• **Data**
------------------------------------------------------------------------
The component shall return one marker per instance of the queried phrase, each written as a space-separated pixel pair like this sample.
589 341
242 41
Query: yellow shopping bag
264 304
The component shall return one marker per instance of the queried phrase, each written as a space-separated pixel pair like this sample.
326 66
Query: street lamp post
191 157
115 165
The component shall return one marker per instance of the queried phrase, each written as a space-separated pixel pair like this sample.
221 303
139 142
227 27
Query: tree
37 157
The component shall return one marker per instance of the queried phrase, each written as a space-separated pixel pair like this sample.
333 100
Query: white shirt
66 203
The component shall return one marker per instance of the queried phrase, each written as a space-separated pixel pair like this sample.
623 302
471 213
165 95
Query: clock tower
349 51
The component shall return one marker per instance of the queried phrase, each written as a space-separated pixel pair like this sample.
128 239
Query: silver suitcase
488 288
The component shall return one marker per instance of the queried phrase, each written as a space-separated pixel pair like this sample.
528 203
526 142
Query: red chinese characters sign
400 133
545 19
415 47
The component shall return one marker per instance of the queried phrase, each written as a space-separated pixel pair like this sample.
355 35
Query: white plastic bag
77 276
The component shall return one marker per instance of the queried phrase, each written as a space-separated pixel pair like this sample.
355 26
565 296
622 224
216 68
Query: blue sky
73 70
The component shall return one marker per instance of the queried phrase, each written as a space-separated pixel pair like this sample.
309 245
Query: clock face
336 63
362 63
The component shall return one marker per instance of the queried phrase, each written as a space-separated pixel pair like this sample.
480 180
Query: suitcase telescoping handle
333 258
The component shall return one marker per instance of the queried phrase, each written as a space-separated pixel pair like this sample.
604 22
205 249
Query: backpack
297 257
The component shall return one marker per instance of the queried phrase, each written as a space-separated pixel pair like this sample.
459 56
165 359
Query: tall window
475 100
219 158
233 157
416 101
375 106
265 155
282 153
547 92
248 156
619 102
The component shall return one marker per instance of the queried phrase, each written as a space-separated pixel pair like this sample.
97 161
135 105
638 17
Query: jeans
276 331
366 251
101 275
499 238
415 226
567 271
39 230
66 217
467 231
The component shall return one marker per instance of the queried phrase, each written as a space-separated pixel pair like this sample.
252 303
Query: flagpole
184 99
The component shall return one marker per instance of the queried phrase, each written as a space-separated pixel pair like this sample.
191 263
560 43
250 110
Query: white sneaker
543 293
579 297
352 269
------------------------------------------------------------------------
• **Given task**
Extract every line in the entries above that contains the string "suitcase", and reproduce each such line unchanged.

• **Finished answer**
Query: silver suitcase
Query: suitcase telescoping handle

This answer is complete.